◆ Problem requirements ◆
Copy out every line below that contains the word "white". Uppercase and lowercase count as different.

-.-.-

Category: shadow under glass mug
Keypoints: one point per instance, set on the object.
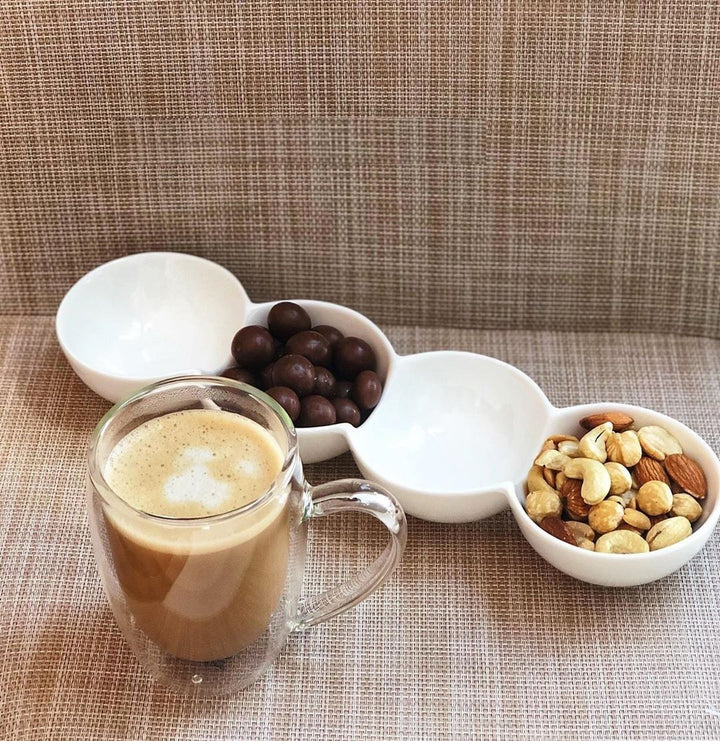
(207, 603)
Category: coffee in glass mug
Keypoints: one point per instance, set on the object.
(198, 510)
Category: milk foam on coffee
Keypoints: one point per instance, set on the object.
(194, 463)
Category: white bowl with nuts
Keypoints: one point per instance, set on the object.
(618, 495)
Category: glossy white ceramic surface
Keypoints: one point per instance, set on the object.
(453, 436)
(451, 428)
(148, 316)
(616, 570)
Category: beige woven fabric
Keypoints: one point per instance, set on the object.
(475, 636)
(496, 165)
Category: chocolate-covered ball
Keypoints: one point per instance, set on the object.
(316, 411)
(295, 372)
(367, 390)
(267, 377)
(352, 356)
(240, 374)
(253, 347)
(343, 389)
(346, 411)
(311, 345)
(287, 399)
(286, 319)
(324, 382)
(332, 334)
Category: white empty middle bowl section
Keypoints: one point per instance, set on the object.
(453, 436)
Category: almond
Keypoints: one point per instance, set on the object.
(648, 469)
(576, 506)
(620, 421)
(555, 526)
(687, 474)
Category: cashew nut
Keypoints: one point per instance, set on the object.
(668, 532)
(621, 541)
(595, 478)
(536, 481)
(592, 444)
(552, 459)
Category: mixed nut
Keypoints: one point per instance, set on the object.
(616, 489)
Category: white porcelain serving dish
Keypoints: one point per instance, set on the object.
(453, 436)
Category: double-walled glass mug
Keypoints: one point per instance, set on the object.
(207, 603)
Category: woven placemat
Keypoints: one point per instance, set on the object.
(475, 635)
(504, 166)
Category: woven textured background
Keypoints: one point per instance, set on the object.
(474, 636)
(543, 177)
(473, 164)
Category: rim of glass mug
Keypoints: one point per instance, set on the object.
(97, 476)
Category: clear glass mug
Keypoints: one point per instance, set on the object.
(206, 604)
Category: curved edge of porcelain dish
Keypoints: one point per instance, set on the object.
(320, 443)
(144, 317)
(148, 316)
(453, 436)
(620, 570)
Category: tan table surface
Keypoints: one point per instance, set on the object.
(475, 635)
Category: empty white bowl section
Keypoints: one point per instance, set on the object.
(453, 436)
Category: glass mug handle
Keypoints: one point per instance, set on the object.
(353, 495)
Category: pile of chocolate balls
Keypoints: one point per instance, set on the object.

-.-.-

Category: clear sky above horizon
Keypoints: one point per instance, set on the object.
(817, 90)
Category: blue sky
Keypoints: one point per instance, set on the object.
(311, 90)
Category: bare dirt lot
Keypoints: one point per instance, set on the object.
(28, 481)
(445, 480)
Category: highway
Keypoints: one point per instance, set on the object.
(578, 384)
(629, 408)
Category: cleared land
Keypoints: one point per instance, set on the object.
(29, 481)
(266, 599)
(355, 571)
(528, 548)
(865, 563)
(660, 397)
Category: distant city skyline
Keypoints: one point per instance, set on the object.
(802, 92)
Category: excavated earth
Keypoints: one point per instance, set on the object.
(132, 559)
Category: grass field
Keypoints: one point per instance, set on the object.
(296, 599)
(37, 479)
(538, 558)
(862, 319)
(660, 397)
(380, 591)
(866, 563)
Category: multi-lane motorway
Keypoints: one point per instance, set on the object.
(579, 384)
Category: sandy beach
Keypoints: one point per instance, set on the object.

-.-.-

◆ Full output ◆
Category: white bowl with nuts
Category: glossy white ceramic surface
Category: white empty middle bowl section
Category: white porcelain serving dish
Category: empty white bowl section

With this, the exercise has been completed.